**Short problem**
Give back, unchanged, each line from the one containing "target | translucent ice" through the last line of the entries below.

__________

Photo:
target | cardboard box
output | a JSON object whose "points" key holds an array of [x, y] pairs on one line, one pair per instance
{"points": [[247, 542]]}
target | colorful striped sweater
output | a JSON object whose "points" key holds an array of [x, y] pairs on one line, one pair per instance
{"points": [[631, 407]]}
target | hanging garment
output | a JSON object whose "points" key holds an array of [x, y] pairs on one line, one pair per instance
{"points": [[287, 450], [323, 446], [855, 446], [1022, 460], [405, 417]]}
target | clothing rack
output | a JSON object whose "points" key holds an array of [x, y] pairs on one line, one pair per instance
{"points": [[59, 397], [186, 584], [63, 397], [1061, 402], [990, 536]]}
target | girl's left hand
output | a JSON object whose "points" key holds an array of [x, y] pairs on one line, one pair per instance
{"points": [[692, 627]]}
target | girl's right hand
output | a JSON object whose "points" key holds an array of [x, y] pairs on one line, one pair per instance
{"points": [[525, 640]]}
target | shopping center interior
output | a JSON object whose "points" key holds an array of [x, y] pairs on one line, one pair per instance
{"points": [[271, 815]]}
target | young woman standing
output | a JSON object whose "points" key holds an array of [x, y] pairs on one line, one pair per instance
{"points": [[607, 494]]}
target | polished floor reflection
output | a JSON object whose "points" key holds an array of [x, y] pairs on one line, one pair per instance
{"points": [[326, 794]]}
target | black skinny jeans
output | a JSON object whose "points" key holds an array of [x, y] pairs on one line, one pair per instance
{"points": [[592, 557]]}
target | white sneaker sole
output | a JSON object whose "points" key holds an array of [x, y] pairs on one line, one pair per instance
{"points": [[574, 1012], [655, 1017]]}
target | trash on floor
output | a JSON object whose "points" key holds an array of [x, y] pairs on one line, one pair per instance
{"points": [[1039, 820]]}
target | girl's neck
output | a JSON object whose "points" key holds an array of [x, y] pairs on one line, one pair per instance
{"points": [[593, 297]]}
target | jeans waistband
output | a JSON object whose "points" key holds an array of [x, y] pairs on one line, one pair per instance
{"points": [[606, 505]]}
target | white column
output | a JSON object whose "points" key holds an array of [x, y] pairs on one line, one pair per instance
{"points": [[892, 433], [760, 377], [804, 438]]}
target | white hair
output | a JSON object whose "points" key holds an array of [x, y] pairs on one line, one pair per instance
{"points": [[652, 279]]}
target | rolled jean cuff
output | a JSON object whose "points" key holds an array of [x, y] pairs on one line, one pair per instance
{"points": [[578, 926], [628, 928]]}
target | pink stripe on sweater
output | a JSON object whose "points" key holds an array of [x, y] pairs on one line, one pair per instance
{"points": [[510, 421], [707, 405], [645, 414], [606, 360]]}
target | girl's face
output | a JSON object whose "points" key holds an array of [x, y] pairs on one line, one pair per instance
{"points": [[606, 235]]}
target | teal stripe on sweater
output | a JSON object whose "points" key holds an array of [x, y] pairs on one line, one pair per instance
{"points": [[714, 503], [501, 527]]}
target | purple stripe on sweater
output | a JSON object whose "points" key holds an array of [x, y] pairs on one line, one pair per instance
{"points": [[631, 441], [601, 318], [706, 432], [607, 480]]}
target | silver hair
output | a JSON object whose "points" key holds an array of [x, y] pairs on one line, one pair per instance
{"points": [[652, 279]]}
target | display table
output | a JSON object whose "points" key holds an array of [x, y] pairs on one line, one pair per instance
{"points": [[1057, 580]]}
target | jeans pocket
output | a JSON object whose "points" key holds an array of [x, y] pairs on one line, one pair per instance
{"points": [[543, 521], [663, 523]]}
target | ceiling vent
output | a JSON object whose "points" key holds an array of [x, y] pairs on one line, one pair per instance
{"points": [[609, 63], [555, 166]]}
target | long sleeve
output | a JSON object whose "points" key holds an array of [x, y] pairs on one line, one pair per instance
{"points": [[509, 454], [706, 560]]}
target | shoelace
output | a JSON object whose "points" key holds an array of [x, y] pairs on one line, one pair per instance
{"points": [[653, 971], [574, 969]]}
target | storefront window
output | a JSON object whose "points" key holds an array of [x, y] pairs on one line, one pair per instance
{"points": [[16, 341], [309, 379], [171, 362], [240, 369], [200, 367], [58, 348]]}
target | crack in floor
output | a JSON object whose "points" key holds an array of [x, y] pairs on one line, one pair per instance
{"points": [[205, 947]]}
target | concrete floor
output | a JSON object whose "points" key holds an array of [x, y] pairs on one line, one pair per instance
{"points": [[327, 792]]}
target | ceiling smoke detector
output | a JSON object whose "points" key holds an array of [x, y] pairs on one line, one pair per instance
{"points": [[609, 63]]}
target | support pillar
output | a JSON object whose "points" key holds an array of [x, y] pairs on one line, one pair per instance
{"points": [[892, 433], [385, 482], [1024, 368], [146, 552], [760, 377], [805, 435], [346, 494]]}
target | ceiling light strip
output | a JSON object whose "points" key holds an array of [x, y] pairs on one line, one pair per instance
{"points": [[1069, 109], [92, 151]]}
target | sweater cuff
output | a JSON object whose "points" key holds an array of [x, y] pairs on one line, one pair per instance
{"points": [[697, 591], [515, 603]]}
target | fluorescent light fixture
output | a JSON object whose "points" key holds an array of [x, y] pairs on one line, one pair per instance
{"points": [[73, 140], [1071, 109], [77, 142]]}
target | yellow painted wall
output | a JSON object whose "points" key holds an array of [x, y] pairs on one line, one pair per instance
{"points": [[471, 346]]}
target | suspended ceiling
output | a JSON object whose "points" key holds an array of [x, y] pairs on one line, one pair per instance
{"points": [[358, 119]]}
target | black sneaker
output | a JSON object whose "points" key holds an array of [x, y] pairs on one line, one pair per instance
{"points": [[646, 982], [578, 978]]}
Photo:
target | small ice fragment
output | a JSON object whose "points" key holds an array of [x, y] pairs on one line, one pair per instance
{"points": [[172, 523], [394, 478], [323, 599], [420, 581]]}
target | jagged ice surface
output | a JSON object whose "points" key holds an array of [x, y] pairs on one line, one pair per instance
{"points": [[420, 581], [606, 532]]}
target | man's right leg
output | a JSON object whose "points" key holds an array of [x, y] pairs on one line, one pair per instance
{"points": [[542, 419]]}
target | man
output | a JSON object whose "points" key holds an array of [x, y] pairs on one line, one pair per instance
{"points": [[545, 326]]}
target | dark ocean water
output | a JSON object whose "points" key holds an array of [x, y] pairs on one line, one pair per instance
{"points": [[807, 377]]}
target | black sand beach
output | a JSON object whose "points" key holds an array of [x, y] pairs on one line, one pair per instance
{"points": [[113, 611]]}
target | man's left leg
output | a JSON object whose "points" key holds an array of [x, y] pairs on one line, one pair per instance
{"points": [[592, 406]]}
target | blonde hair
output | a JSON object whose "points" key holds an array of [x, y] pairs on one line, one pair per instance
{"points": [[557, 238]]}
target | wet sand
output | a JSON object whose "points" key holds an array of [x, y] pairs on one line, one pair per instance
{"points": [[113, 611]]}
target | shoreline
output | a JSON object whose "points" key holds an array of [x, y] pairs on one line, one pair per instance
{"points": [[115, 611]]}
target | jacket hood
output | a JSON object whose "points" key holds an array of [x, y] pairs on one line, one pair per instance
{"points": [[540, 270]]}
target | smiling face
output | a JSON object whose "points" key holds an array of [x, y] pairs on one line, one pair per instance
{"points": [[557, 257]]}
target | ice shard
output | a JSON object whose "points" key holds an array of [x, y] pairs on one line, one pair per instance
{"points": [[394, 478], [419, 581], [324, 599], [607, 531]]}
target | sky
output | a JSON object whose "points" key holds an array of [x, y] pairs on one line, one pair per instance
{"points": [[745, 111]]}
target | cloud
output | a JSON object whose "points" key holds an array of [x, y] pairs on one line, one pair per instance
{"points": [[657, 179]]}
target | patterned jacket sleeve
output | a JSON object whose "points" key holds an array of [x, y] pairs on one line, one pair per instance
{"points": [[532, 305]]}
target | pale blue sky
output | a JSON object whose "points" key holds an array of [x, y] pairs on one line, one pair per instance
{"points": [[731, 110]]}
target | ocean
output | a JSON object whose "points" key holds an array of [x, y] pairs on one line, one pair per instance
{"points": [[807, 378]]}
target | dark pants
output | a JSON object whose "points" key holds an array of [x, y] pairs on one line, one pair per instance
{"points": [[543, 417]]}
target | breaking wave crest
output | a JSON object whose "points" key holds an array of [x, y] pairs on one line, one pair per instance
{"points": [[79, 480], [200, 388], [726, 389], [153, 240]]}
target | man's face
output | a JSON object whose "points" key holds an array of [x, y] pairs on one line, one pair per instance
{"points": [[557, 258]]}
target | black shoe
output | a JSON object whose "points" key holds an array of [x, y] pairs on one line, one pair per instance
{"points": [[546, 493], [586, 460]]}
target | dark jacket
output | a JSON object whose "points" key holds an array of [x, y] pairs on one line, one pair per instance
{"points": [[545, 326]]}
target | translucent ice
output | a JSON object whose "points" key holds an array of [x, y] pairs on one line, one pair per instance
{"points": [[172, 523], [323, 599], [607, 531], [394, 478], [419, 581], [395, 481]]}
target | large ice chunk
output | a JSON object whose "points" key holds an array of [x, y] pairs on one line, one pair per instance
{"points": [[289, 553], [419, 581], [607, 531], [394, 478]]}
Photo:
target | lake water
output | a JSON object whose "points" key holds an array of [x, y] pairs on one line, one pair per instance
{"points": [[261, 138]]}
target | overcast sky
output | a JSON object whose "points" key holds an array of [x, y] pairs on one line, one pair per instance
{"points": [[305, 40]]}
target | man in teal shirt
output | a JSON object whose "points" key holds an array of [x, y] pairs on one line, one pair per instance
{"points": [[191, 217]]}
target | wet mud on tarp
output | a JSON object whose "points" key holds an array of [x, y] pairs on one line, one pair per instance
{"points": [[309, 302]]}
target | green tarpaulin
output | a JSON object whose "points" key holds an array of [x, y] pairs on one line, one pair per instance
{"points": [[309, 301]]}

__________

**Final result**
target | translucent ice
output | a JSON object whose "points" key holds an array of [x, y] pairs on one line, one pair per instance
{"points": [[172, 523], [323, 599], [607, 531], [394, 478], [419, 581], [395, 481]]}
target | large ice chunk
output | a JSON object whose "points" key holds an array of [x, y] pairs on one line, one pair per instance
{"points": [[289, 553], [419, 581], [607, 531], [394, 478]]}
Photo:
target | lake water
output | a JSON object whose "points" key holds an array of [x, y] pairs on one line, one pair per instance
{"points": [[261, 138]]}
target | overcast sky
output | a JSON object whose "points" key holds an array of [x, y] pairs on one line, one pair per instance
{"points": [[305, 40]]}
target | man in teal shirt
output | a JSON object whose "points" key holds an array of [x, y] pairs on one line, one pair per instance
{"points": [[191, 217]]}
target | wet mud on tarp
output | a JSON object whose "points" key holds an array of [x, y] pairs on one line, one pair per instance
{"points": [[309, 302]]}
target | green tarpaulin
output | a JSON object whose "points" key holds an array of [x, y] pairs on one line, one pair per instance
{"points": [[309, 301]]}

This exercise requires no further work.